> [Data supplied]
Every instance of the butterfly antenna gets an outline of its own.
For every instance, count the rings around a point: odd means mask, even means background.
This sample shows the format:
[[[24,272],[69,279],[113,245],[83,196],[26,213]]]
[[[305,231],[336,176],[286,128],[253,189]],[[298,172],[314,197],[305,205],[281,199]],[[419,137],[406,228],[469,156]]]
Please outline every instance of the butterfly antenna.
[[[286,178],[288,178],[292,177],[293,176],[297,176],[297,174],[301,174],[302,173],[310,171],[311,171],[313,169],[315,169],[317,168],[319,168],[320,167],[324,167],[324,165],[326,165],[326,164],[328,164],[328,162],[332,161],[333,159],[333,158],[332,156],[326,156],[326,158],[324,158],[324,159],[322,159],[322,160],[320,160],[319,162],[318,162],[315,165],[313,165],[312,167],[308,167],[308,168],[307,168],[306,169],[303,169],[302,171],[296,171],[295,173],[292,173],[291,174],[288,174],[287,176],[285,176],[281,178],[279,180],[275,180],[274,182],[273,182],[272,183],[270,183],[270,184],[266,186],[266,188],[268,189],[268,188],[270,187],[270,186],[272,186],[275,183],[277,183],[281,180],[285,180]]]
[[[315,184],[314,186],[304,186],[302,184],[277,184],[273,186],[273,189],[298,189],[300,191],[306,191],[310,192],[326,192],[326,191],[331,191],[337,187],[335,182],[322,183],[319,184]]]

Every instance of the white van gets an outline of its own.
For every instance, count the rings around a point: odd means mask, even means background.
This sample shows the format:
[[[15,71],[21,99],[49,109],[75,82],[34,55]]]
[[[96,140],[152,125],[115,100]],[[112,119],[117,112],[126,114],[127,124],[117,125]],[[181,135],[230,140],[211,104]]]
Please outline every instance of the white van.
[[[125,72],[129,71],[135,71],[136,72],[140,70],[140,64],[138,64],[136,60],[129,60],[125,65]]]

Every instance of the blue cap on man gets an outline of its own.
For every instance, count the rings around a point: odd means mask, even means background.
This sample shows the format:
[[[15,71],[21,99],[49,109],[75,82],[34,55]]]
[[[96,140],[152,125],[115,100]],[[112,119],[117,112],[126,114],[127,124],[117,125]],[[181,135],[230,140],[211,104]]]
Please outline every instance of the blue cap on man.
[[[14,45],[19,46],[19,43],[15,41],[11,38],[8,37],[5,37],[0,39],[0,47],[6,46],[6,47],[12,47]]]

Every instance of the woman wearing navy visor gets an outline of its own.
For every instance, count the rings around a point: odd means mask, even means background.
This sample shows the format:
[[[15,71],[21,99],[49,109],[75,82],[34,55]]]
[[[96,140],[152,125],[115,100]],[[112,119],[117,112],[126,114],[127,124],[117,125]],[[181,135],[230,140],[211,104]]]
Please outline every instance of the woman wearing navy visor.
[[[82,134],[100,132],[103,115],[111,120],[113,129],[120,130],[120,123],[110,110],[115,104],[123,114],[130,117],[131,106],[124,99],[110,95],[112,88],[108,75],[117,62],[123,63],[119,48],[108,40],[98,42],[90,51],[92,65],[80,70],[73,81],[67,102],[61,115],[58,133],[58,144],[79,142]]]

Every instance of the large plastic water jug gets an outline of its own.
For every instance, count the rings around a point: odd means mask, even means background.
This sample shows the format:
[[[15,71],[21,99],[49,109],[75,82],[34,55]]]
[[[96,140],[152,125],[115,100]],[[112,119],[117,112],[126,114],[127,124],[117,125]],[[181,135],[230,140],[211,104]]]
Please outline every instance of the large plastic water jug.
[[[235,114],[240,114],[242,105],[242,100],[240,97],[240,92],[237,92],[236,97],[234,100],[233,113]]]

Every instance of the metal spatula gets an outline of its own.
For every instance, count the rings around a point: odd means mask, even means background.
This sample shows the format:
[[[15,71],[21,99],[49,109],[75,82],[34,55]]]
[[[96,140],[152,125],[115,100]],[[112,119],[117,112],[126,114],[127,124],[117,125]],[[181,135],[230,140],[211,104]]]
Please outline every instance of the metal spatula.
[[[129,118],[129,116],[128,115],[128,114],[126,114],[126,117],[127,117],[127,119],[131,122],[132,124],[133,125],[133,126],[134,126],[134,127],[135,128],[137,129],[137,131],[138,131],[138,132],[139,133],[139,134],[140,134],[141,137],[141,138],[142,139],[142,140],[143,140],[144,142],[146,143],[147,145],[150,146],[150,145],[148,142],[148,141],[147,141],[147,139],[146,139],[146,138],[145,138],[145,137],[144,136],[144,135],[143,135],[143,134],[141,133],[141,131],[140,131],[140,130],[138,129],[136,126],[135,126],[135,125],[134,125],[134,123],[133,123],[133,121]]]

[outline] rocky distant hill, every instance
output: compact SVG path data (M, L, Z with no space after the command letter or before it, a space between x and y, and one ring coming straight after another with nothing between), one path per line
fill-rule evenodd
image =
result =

> [Your goal]
Please convert the data above into a Markdown table with the columns Row and Line, one numbered row per line, leaving out blank lines.

> [Full answer]
| Row | Line |
|---|---|
| 1 | Every instance of the butterfly antenna gets an outline of its own. |
| 2 | For every instance, count the rings around a point: odd means mask, even means background. |
| 3 | This sample shows the format: |
| 4 | [[[24,272],[69,279],[113,245],[83,196],[26,213]]] |
| 5 | [[[305,231],[336,176],[286,128],[253,189]],[[298,172],[314,197],[305,205],[281,199]],[[419,137],[406,228],[469,156]]] |
| 6 | Please outline every instance of the butterfly antenna. |
| 7 | [[[286,178],[288,178],[292,177],[293,176],[297,176],[297,174],[301,174],[302,173],[310,171],[311,171],[313,169],[315,169],[317,168],[319,168],[320,167],[324,167],[324,165],[326,165],[326,164],[328,164],[328,162],[332,161],[333,159],[333,158],[332,156],[326,156],[326,158],[324,158],[324,159],[322,159],[322,160],[320,160],[319,162],[318,162],[315,165],[313,165],[312,167],[308,167],[308,168],[307,168],[306,169],[303,169],[302,171],[296,171],[295,173],[292,173],[291,174],[288,174],[287,176],[285,176],[281,178],[279,180],[275,180],[274,182],[273,182],[272,183],[270,183],[270,184],[266,186],[266,188],[268,189],[268,188],[270,187],[270,186],[272,186],[275,183],[277,183],[281,180],[285,180]]] |
| 8 | [[[315,184],[314,186],[304,186],[302,184],[277,184],[273,186],[273,189],[298,189],[300,191],[306,191],[310,192],[326,192],[326,191],[331,191],[337,187],[335,182],[322,183],[319,184]]] |
| 9 | Every instance of the white van gets an outline of its own. |
| 10 | For every instance, count the rings around a point: odd means mask, even means background. |
| 11 | This sample shows the format: |
| 12 | [[[15,71],[21,99],[49,109],[75,82],[34,55]]] |
| 13 | [[[96,140],[152,125],[115,100]],[[112,119],[117,112],[126,114],[127,124],[117,125]],[[181,135],[230,140],[211,104]]] |
| 14 | Please outline every instance of the white van. |
| 15 | [[[125,72],[129,71],[135,71],[136,72],[140,70],[140,64],[138,64],[136,60],[129,60],[125,65]]] |
| 16 | Every instance of the blue cap on man gets an outline of its own. |
| 17 | For every instance, count the rings around a point: odd means mask, even means background. |
| 18 | This sample shows the format: |
| 19 | [[[15,71],[21,99],[49,109],[75,82],[34,55]]] |
| 20 | [[[96,140],[152,125],[115,100]],[[112,119],[117,112],[126,114],[127,124],[117,125]],[[181,135],[230,140],[211,104]]] |
| 21 | Please outline every instance of the blue cap on man. |
| 22 | [[[14,45],[19,46],[19,43],[15,41],[11,38],[8,37],[5,37],[0,39],[0,47],[6,46],[6,47],[12,47]]] |
| 23 | Every instance of the woman wearing navy visor gets an outline of its own. |
| 24 | For every instance, count the rings around a point: odd means mask, even means background. |
| 25 | This sample shows the format: |
| 26 | [[[15,71],[21,99],[49,109],[75,82],[34,55]]] |
| 27 | [[[96,140],[152,125],[115,100]],[[112,119],[117,112],[126,114],[127,124],[117,125]],[[181,135],[230,140],[211,104]]] |
| 28 | Please outline every instance of the woman wearing navy visor. |
| 29 | [[[82,134],[100,132],[103,115],[111,120],[113,129],[120,130],[120,123],[110,110],[115,104],[123,114],[130,117],[131,106],[124,99],[110,95],[112,88],[108,75],[117,62],[123,63],[119,48],[108,40],[98,42],[90,51],[92,65],[80,70],[73,81],[67,102],[61,115],[58,133],[58,144],[79,142]]] |
| 30 | Every instance of the large plastic water jug gets an outline of its own. |
| 31 | For every instance, count the rings around a point: odd means mask, even means background. |
| 32 | This sample shows the format: |
| 33 | [[[15,71],[21,99],[49,109],[75,82],[34,55]]] |
| 34 | [[[96,140],[152,125],[115,100]],[[112,119],[117,112],[126,114],[127,124],[117,125]],[[181,135],[230,140],[211,104]]] |
| 35 | Please outline every instance of the large plastic water jug. |
| 36 | [[[235,114],[240,114],[242,105],[242,100],[240,97],[240,92],[237,92],[236,97],[234,100],[233,113]]] |
| 37 | Every instance of the metal spatula gets an outline of its own. |
| 38 | For every instance, count the rings around a point: odd means mask, even means background. |
| 39 | This sample shows the format: |
| 40 | [[[15,71],[21,99],[49,109],[75,82],[34,55]]] |
| 41 | [[[96,140],[152,125],[115,100]],[[112,119],[117,112],[126,114],[127,124],[117,125]],[[181,135],[230,140],[211,104]]] |
| 42 | Please outline every instance of the metal spatula. |
| 43 | [[[129,118],[129,116],[128,115],[128,114],[126,114],[126,117],[127,117],[127,119],[131,122],[132,124],[133,125],[133,126],[134,126],[134,127],[135,128],[137,129],[137,131],[138,131],[138,132],[139,133],[139,134],[140,134],[141,137],[141,138],[142,139],[142,140],[143,140],[144,142],[146,143],[147,145],[150,146],[150,145],[148,142],[148,141],[147,141],[147,139],[146,139],[146,138],[145,138],[145,137],[144,136],[144,135],[143,135],[143,134],[141,133],[141,131],[140,131],[140,130],[138,129],[136,126],[135,126],[135,125],[134,125],[134,123],[133,123],[133,121]]] |
| 44 | [outline] rocky distant hill, every instance |
| 45 | output: compact SVG path data (M, L, Z with no space after the command letter or before it, a space between x and y, and one ring coming straight after another with nothing between), one path per line |
| 46 | fill-rule evenodd |
| 47 | image = |
| 48 | result = |